Hard Times
Page 13
My father taught us how to adjust to situations. We were fortunate compared to others. We always had food. Very little money, but there was so much spiritual guidance. I don’t mean this Billy Graham type. I mean this thing that develops in a family where you anticipate the other’s needs. I can kiss my father and not feel ashamed that I kissed a man. This is the type of thing we had going.
One time, my father and I tore a wall down to enlarge the business. I must have been around eight or nine. I could see blood coming from his hands, from using the crowbar, and I kissed his hand.
The restaurant was in the black community. But we made as much money off white people as we did off blacks. White people wanted to come in and get fried chicken. He had them fooled that there was something mystical about the batter he used. Another device he would use: they say that colored people like watermelon. Well, he raised the price of watermelon when white folks came in. All these survival techniques… .
I started washing dishes in the restaurant about five. My father didn’t start me, I insisted. I’d get up on a Coca-Cola box to bend over the dish trough. My mother worked the cash register, and my sister was the waitress. It was a family type.
During the Depression, my father bought most things cash. The biggest thing we bought was a car and a refrigerator. I remember distinctly he paid on this in cash, because he didn’t want to keep going back up to the store and taking this white man money and receipt book. My father did not like hat-in-hand situations.
My family always had a lot of white friends because there was always some food. A white friend would forget his supposedly superior attitude if there’s food involved. They were going to get some of my father’s mystical fried chicken.
There was a unique thing about this black community. It wasn’t like Chicago. There were Caucasians in the community. The police chief lived right in the heart of it. I guess there must have been ten white families within fifty feet of us. I remember feeding snotty-nosed white kids. It was the Depression because no white and no blacks were working. The whites not working made it official. Father and Mother did that thing out of the goodness of their hearts.

List of tasks »
A - Answer these questions from the Hard Times excerpt:
(i) At about what age did the narrator start washing dishes in the restaurant?
(ii) What were the biggest things the family bought during the Depression?
(iii) Who lived right in the heart of the community?
B - Pick up the Hard Times excerpt after its last sentence and keep it going in the same voice.

Recorded data »
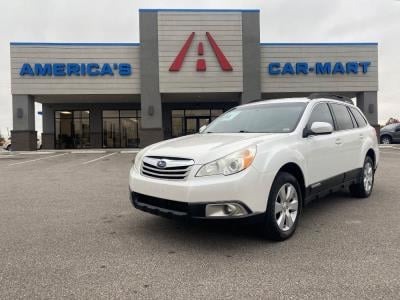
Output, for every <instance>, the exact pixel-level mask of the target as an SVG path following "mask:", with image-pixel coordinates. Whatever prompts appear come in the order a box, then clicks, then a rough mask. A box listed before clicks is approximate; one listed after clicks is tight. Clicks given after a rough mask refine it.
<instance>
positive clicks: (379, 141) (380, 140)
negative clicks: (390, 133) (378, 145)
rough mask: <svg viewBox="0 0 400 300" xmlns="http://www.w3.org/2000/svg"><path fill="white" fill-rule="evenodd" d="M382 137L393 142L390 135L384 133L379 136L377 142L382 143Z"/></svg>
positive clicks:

Answers in order »
A -
(i) About five.
(ii) A car and a refrigerator.
(iii) The police chief.

B -
I remember when times got so hard, this sheriff pawned a radio to my father for $10. He had come to the black man to get $10. He really needed the ten. He had some people out of town, he wanted to bring them there to eat some chicken. So he told my father he didn’t have the money. Dad told him he had to have some collateral. So he brought the radio.
My father carried black people on the tab during the Depression. We had a basement in our home and people who would come there, down and out, my father let them live there as long as they would keep it up, work around the garden, keeping up the roses and things. This is how I learned to gamble and shoot dice, from these guys. We got in a couple of boxers there. One of them became a champ.
The schools were segregated. I doubt if we had one teacher who had a bachelor’s degree. These were tremendous people, black people. One lady’s been teaching there over fifty years. I doubt if she’s finished tenth grade. You’d go to a sandbox, she’d show you how to make a pond in the sandbox by taking a mirror, putting it in the sand and letting the mirror shine through.
It might have been in eighth or ninth grade. It was in one of the English classes. We didn’t have a library in the black school. We depended on what people who came in would give us. We were reading Time Magazine. There was an article on Raymond Moley on economics. We were supposed to get this article and make a report on it. I had to go to the white high school.
A frowsy Caucasian woman opened a crack in the door and threw the book on the floor. I tried to determine what’s more important: this affront or getting Raymond Moley? My immediate thing was to get Raymond Moley. But my father always told me never to stoop. So I left the book on the floor. It hurt. I cried because I wanted the article so bad.
Hot Springs was a unique place. It was a health resort. It depended on rich people coming in. They came to the race track with their women. There was a sort of sophistication. A sort of Encyclopaedia Britannica attitude. It was cosmopolitan and yet semi-rural. A rurban area.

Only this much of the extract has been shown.